**HOW TO COMPLETE THIS TASK:**
All of the data below should be printed again word for word, pictures excluded.

**SOURCE INFORMATION:**
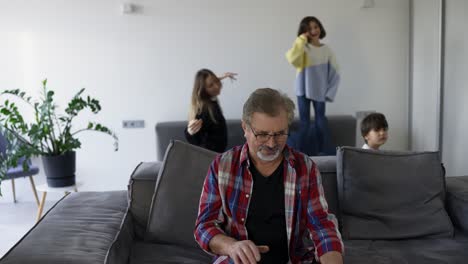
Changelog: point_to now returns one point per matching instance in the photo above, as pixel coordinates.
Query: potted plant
(49, 134)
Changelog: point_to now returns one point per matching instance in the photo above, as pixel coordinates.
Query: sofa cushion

**RESPONSE AREA:**
Changelog: point_to now returns one point per matching instance in the photo above, as pixel coordinates.
Query: potted plant
(49, 134)
Changelog: point_to now returns one point per matching instance in the photo above, as pixel coordinates.
Query: sofa cushion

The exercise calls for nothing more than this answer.